◆ **REQUIRED WORK**
Rewrite every line of the entries below, switching "client" to "customer" and leaving all else unchanged.

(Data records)
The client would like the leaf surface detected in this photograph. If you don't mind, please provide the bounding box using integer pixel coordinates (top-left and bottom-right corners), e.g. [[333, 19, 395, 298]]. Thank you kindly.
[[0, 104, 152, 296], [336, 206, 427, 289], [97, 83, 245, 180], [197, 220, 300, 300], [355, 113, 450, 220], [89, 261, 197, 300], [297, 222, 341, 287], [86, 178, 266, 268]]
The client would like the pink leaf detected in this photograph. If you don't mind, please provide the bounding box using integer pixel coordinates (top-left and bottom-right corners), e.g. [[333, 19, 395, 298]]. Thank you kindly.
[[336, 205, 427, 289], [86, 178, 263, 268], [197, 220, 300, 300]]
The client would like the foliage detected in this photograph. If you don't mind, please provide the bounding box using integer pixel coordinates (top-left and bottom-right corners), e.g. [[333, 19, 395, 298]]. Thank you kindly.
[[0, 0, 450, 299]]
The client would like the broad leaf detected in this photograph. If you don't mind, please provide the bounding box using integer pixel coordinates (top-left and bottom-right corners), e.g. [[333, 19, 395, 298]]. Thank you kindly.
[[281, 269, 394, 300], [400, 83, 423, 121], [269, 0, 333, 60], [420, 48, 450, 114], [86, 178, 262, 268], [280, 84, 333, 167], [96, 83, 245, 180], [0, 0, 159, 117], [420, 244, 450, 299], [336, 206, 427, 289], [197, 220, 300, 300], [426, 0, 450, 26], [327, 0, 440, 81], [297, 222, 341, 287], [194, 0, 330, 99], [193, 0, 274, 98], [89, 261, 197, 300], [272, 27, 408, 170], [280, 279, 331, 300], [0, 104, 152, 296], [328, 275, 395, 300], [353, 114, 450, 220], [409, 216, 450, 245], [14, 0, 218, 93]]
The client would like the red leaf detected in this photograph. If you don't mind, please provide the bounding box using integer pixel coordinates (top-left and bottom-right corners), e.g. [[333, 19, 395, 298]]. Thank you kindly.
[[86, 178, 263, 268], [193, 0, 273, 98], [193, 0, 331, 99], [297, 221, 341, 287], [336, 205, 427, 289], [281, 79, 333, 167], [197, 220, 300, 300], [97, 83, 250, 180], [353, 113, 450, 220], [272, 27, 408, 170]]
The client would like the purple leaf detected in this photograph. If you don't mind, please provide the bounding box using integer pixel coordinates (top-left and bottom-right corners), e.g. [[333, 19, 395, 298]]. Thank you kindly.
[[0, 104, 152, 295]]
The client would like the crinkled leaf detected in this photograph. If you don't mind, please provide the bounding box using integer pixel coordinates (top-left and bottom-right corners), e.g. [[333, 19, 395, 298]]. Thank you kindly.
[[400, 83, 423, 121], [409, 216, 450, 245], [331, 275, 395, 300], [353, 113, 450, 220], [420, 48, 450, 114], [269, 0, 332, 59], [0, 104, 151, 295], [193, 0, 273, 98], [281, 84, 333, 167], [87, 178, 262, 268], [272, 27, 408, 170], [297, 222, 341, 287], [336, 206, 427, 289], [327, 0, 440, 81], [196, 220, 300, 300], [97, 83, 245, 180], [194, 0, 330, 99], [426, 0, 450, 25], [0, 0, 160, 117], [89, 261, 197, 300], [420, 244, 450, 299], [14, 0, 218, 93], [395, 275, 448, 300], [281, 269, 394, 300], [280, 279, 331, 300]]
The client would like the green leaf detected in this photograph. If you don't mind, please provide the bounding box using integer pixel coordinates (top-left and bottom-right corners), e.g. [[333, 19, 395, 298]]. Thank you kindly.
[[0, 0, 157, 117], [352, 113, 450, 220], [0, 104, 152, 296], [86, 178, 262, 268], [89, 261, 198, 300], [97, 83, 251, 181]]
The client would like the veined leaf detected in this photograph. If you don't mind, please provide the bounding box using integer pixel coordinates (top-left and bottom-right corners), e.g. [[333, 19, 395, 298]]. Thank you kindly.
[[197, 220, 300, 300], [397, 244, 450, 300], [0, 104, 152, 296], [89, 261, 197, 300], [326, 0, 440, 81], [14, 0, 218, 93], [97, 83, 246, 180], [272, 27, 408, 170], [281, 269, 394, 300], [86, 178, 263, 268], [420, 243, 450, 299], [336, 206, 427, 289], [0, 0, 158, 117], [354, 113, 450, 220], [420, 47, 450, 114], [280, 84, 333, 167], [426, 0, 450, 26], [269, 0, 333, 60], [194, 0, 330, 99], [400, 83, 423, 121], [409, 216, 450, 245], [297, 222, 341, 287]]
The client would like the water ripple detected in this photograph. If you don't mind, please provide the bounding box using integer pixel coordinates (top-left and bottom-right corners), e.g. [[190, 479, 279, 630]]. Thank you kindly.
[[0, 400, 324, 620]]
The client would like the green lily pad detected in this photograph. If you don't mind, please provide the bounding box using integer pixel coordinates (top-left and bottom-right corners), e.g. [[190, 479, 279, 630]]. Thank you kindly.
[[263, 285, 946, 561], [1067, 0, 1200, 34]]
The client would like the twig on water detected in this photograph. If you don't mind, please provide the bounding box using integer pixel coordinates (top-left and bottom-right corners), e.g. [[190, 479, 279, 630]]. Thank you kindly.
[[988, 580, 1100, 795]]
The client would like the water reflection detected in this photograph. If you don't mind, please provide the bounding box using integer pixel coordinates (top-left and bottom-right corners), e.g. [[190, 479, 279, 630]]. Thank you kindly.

◆ **SOLUTION**
The customer would like the leaf surface detected in this photograph. If you don't mind, please provide the bounding box using integer pixel coordinates (top-left and bottom-right corners), e.g. [[333, 19, 395, 298]]. Thank you kindly.
[[0, 104, 152, 296], [336, 206, 427, 289], [97, 83, 245, 180], [197, 220, 300, 300], [355, 113, 450, 220], [89, 261, 197, 300], [297, 222, 341, 287], [86, 178, 266, 268]]
The customer would like the pink leaf detected in this photograph. If you don't mind, please provide the bounding box using integer pixel coordinates (top-left and bottom-right corners), e.g. [[333, 19, 395, 298]]. Thank you kindly.
[[336, 205, 427, 289], [86, 178, 263, 268], [197, 220, 300, 300]]
The customer would like the foliage detected in this photograph. If you don't mind, please provide the bounding box using integer pixel coordinates (top-left and bottom-right corners), e.g. [[333, 19, 395, 298]]. Thank you kindly.
[[0, 0, 450, 299]]
The customer would like the broad leaf detected in this photograph. If you don't mind, please provide the bounding box using integer pixel coordinates (top-left and bottom-right corners), e.g. [[333, 19, 395, 298]]. Thank you kindly.
[[281, 269, 394, 300], [400, 83, 423, 121], [269, 0, 333, 60], [420, 48, 450, 114], [86, 178, 262, 268], [280, 84, 333, 167], [96, 83, 245, 180], [0, 0, 159, 117], [420, 244, 450, 299], [336, 206, 427, 289], [197, 220, 300, 300], [426, 0, 450, 26], [327, 0, 440, 81], [297, 222, 341, 287], [194, 0, 330, 99], [193, 0, 274, 98], [89, 261, 197, 300], [272, 27, 408, 170], [280, 279, 331, 300], [0, 104, 152, 296], [328, 275, 395, 300], [353, 114, 450, 220], [409, 216, 450, 245], [14, 0, 218, 93]]
The customer would like the red leaf detected in this photograph. If you don't mind, please provide the bounding box using integer pixel coordinates (top-left and bottom-right corners), e.g. [[333, 19, 395, 298]]. Thank you kindly.
[[86, 178, 263, 268], [193, 0, 273, 98], [193, 0, 331, 99], [297, 221, 341, 287], [336, 205, 427, 289], [281, 79, 333, 167], [197, 220, 300, 300], [97, 83, 250, 180], [353, 113, 450, 220], [272, 27, 408, 170]]
The customer would like the purple leaf detected in this photograph. If you don't mind, please provide the bounding box using integer pixel coordinates (top-left and bottom-right corners), e.g. [[333, 19, 395, 298]]. Thank you kindly.
[[0, 104, 152, 295]]
The customer would like the crinkled leaf detected in this photograph. If you don't mind, please provide the bounding box using integer pixel coordinates (top-left and bottom-right corners), e.g. [[333, 19, 395, 298]]. Thank you kindly.
[[400, 83, 423, 121], [409, 216, 450, 245], [331, 275, 395, 300], [353, 113, 450, 220], [420, 48, 450, 114], [269, 0, 332, 59], [0, 104, 151, 295], [193, 0, 273, 98], [281, 84, 333, 167], [87, 178, 262, 268], [272, 27, 408, 170], [297, 222, 341, 287], [336, 206, 427, 289], [327, 0, 440, 81], [196, 220, 300, 300], [97, 83, 245, 180], [194, 0, 330, 99], [426, 0, 450, 25], [0, 0, 160, 117], [89, 261, 197, 300], [420, 244, 450, 299], [14, 0, 218, 93], [395, 275, 448, 300], [281, 269, 394, 300], [280, 279, 331, 300]]
The customer would like the green leaf detected in this photograph. If you don't mind, please provide the bounding box using integer pixel coordinates (top-left and bottom-right corners), e.g. [[333, 19, 395, 298]]. Thank you kindly.
[[0, 0, 157, 117], [352, 113, 450, 220], [0, 104, 152, 296], [86, 178, 262, 268], [89, 261, 198, 300], [97, 83, 251, 181]]
The customer would like the veined leaf detected in this photograph. If you don't mind, please provide the bounding box using integer pixel coordinates (top-left and bottom-right corners), e.g. [[333, 19, 395, 298]]. Thank you kindly.
[[197, 220, 300, 300], [397, 244, 450, 300], [0, 104, 152, 296], [89, 261, 197, 300], [326, 0, 440, 81], [14, 0, 218, 93], [97, 83, 246, 180], [272, 27, 408, 170], [281, 269, 394, 300], [86, 178, 263, 268], [420, 243, 450, 299], [336, 206, 427, 289], [0, 0, 158, 117], [354, 113, 450, 220], [420, 47, 450, 114], [280, 84, 333, 167], [426, 0, 450, 26], [269, 0, 333, 60], [194, 0, 330, 99], [400, 83, 423, 121], [409, 216, 450, 245], [297, 222, 341, 287]]
The customer would like the water ripple detected in this photograph. If you don't mind, please provide the bounding box using integer pixel coordinates (top-left and bottom-right corners), e.g. [[190, 479, 279, 630]]. Thank you kindly.
[[0, 400, 324, 620]]
The customer would like the green lily pad detected in this photograph. If you don't mind, please provide the bounding box using integer pixel coordinates (top-left and bottom-right corners), e.g. [[190, 479, 279, 630]]. Thank you kindly.
[[263, 285, 946, 561], [1067, 0, 1200, 34]]
The customer would like the twig on water detected in this photograph. If you don't mind, please provide the bounding box using integer pixel coordinates (top-left and bottom-right corners), e.g. [[190, 479, 279, 630]]. Thank you kindly.
[[988, 580, 1100, 795]]
The customer would like the water reflection detected in this photograph. If you don't mind, please provide the bounding box using integer pixel coordinates (top-left and bottom-right corners), e.g. [[190, 479, 279, 630]]. Thank you kindly.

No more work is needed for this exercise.